____ LISTED RECORDS

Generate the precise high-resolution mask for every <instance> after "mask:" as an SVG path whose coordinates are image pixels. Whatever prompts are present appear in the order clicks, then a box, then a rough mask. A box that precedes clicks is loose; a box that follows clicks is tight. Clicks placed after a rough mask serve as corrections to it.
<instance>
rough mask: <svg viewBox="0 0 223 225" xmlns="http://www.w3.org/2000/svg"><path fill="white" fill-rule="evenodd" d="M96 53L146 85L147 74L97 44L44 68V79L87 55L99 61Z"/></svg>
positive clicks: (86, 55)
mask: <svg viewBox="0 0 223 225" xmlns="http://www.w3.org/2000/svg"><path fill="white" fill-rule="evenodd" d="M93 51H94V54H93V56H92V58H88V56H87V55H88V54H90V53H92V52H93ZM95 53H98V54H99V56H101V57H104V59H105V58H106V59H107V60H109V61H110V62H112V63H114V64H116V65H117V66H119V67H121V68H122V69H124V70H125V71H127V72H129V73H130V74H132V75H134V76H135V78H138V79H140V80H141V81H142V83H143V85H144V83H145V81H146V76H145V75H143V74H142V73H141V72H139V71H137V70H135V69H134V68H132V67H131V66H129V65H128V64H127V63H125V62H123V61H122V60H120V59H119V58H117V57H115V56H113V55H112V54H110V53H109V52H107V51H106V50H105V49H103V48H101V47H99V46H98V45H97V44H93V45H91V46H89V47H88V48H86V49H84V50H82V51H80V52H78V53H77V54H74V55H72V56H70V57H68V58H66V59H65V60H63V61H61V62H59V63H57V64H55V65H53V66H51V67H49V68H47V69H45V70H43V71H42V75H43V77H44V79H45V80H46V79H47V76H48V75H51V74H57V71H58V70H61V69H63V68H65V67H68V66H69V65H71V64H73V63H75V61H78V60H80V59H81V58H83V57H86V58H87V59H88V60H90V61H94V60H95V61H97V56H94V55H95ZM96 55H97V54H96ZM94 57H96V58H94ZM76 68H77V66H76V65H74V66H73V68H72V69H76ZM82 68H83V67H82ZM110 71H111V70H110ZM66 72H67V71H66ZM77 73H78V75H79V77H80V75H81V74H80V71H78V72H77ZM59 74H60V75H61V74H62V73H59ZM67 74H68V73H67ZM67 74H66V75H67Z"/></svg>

________

_WHAT IS REQUIRED_
Reproduce every entry above verbatim, keeping each line unchanged.

_PROBLEM SOLUTION_
Generate the precise high-resolution mask for every <instance> after "mask:" as an SVG path whose coordinates are image pixels. Whatever prompts are present appear in the order clicks, then a box, then a rough mask. A box that precedes clicks is loose; a box that follows clicks is tight. Clicks placed after a rough mask serve as corrections to it.
<instance>
rough mask: <svg viewBox="0 0 223 225" xmlns="http://www.w3.org/2000/svg"><path fill="white" fill-rule="evenodd" d="M96 53L146 85L147 74L97 44L44 68V79L87 55L99 61Z"/></svg>
positive clicks: (86, 55)
mask: <svg viewBox="0 0 223 225" xmlns="http://www.w3.org/2000/svg"><path fill="white" fill-rule="evenodd" d="M93 51H94V54H93V56H92V58H88V56H87V55H88V54H90V53H92V52H93ZM95 53H98V54H99V56H101V57H104V59H105V58H106V59H107V60H109V61H110V62H112V63H114V64H116V65H117V66H119V67H121V68H122V69H124V70H125V71H127V72H129V73H130V74H132V75H134V76H135V78H138V79H140V80H141V81H142V83H143V85H144V83H145V81H146V76H145V75H143V74H142V73H141V72H139V71H137V70H135V69H134V68H132V67H131V66H129V65H128V64H127V63H125V62H123V61H122V60H120V59H119V58H117V57H115V56H113V55H112V54H110V53H109V52H107V51H106V50H105V49H103V48H101V47H99V46H98V45H97V44H93V45H91V46H89V47H88V48H86V49H84V50H82V51H80V52H78V53H77V54H74V55H72V56H70V57H68V58H66V59H65V60H63V61H61V62H59V63H57V64H55V65H53V66H51V67H49V68H47V69H45V70H43V71H42V75H43V77H44V79H45V80H46V79H47V76H48V75H51V74H57V71H58V70H61V69H63V68H65V67H68V66H69V65H71V64H73V63H75V61H78V60H80V59H81V58H83V57H86V58H87V59H88V60H90V61H94V60H95V61H97V56H94V55H95ZM96 55H97V54H96ZM94 57H96V58H94ZM76 68H77V66H76V65H74V66H73V68H72V69H76ZM82 68H83V67H82ZM110 71H111V70H110ZM66 72H67V71H66ZM77 73H78V75H79V77H80V75H81V74H80V71H78V72H77ZM59 74H60V75H61V74H62V73H59ZM67 74H68V73H67ZM67 74H66V75H67Z"/></svg>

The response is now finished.